* [INSTRUCCIÓN]:
Muestra todas las líneas del material de abajo que contengan la palabra "mask". Cópialas sin cambios.
### DATOS PROPORCIONADOS ###
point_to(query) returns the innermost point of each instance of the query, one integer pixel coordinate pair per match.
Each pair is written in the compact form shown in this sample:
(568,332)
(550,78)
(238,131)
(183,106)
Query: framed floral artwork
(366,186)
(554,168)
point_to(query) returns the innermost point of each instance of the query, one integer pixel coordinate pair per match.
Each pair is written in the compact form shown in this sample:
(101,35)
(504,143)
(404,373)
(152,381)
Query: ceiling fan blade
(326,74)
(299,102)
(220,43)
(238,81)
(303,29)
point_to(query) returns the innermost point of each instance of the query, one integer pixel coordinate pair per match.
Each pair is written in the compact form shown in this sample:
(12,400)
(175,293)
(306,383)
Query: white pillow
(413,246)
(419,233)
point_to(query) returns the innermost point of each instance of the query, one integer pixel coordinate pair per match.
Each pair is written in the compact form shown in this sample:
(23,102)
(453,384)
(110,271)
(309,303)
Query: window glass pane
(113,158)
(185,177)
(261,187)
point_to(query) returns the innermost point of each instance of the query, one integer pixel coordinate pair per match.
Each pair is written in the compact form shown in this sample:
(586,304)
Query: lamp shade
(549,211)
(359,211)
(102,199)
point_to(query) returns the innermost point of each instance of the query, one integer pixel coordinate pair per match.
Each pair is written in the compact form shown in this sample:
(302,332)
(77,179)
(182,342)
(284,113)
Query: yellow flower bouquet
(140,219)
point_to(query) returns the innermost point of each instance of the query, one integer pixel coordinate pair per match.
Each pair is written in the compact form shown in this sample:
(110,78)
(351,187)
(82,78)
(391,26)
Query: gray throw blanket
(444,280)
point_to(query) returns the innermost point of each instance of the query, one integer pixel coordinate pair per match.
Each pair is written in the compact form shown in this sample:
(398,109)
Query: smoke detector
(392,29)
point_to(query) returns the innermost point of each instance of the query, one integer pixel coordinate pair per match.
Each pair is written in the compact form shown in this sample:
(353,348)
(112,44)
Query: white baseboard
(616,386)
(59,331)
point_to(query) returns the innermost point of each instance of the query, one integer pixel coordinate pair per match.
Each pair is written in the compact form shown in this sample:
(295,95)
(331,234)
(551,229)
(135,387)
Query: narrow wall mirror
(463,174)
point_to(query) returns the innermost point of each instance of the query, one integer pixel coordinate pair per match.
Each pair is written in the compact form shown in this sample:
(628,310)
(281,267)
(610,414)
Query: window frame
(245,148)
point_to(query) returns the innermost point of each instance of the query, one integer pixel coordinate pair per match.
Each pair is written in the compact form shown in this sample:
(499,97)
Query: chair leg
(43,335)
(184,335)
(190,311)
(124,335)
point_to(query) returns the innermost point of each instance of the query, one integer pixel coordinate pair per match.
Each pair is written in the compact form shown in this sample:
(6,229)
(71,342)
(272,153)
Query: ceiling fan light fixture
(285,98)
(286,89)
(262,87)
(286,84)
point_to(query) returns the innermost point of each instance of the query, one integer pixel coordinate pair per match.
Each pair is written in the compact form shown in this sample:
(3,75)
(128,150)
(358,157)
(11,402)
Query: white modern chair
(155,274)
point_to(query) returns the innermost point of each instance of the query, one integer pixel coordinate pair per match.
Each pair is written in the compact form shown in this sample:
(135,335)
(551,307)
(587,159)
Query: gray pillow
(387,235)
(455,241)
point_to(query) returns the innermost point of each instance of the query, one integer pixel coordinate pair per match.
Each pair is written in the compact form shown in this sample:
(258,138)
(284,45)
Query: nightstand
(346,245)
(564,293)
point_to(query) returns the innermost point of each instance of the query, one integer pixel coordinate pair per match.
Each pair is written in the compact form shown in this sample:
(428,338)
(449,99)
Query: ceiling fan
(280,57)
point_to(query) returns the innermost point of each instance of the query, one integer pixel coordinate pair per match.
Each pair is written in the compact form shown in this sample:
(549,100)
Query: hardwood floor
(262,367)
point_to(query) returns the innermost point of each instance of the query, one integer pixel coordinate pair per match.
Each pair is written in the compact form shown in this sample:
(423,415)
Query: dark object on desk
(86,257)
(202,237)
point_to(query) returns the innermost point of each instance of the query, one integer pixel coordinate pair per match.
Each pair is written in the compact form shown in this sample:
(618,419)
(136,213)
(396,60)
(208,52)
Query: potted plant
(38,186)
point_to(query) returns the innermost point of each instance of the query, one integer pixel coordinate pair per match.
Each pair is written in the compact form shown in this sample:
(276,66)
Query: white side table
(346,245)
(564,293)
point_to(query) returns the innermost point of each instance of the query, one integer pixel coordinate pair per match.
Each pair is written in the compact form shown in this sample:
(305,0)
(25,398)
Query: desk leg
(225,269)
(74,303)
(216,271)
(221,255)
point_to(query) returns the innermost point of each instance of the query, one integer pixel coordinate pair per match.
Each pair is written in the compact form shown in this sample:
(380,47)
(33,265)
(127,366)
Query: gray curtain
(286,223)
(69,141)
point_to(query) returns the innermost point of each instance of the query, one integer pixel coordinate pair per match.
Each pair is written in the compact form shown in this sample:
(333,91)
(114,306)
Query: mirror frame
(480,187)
###
### DATOS PROPORCIONADOS ###
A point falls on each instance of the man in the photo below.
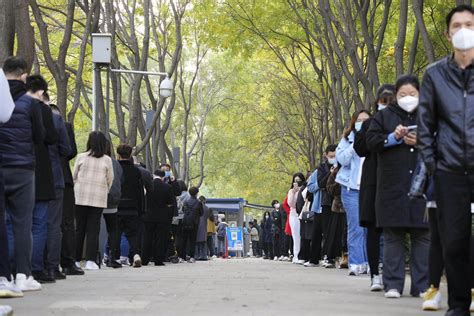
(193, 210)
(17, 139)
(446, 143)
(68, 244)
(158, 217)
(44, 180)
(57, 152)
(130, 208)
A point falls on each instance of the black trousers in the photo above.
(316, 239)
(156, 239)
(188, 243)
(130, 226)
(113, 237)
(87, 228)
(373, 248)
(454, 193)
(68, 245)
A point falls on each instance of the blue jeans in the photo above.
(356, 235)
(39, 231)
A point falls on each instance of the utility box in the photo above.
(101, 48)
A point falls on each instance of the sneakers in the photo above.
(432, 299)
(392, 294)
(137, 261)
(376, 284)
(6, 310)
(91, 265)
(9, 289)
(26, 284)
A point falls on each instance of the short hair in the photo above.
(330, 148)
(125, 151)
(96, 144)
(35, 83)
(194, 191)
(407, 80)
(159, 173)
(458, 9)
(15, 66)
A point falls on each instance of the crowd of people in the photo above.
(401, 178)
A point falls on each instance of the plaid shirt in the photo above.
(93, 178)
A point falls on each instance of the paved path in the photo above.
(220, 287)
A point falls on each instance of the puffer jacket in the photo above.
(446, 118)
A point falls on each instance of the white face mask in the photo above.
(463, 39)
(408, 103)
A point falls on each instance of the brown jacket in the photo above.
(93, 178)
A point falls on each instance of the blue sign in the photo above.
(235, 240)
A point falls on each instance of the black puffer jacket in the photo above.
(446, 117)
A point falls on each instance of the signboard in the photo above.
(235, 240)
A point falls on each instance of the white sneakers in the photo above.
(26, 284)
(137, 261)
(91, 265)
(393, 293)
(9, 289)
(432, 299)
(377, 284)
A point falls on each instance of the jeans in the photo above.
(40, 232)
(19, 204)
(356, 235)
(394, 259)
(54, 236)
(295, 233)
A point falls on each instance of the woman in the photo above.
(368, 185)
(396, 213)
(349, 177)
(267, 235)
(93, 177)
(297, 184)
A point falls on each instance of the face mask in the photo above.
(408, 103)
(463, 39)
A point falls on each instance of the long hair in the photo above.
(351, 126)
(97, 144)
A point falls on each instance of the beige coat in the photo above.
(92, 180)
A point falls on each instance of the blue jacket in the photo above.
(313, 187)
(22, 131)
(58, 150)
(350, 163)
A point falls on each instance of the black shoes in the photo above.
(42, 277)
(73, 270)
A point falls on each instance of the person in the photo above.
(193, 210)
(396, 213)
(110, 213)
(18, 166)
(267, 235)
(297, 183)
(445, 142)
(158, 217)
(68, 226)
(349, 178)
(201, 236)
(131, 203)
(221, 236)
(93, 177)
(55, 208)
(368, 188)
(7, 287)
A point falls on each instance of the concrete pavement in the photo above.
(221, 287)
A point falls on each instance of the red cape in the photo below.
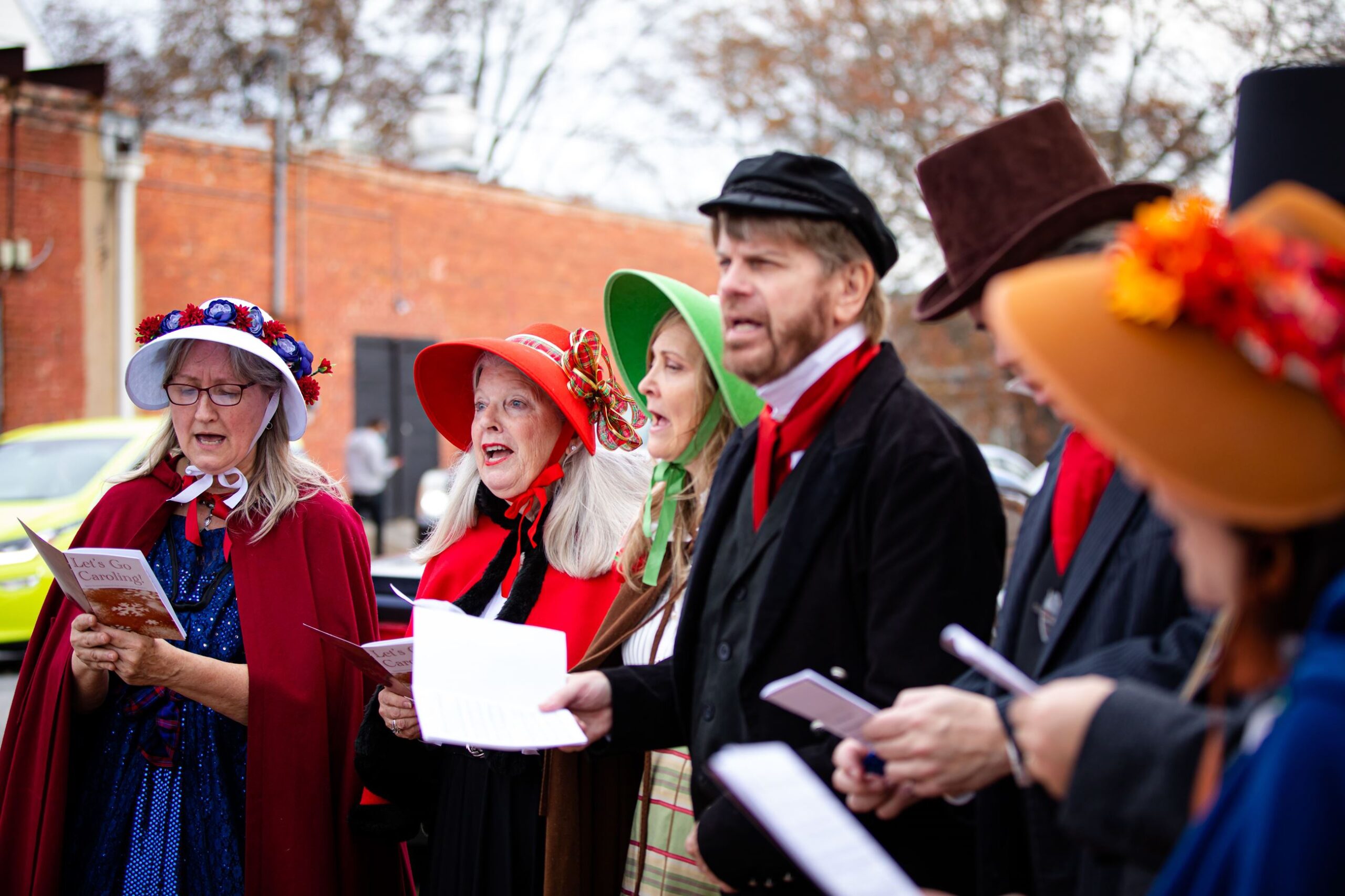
###
* [RESPUESTA A CONTINUACIÓN]:
A point falls on each instance of the white face mask in the photo above.
A point falls on each instance of the face mask in the photo above.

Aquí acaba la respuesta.